◆ WHAT THIS TASK INVOLVES ◆
Rewrite the records from the line containing "Please tag the green" through the end, replacing "photo" with "image" and keeping everything else identical. Give only that portion.

━━━━━━

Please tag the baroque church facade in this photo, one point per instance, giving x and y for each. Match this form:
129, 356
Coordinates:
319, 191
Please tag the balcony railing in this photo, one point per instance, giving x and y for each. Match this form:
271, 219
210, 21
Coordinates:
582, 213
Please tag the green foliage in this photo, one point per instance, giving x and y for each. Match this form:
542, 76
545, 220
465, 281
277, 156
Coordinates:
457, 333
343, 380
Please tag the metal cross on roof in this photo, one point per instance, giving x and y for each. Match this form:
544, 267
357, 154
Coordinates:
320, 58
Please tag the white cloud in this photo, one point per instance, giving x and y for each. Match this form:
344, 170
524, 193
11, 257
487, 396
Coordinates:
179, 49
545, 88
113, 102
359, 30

━━━━━━

◆ OUTPUT ◆
Please tag the green foliage in this image, one point per instance, giving x and y for each. Match this form:
542, 76
545, 220
465, 281
277, 156
Coordinates:
457, 333
343, 380
Please tag the metal cross on roof in this image, one point per instance, giving x and y for each. Match this form:
544, 267
357, 154
Coordinates:
320, 58
Please tag the white cloud in this image, one point per instance, giving x and y for each. Match this form:
344, 170
524, 193
11, 257
487, 396
Coordinates:
179, 49
545, 88
113, 102
359, 30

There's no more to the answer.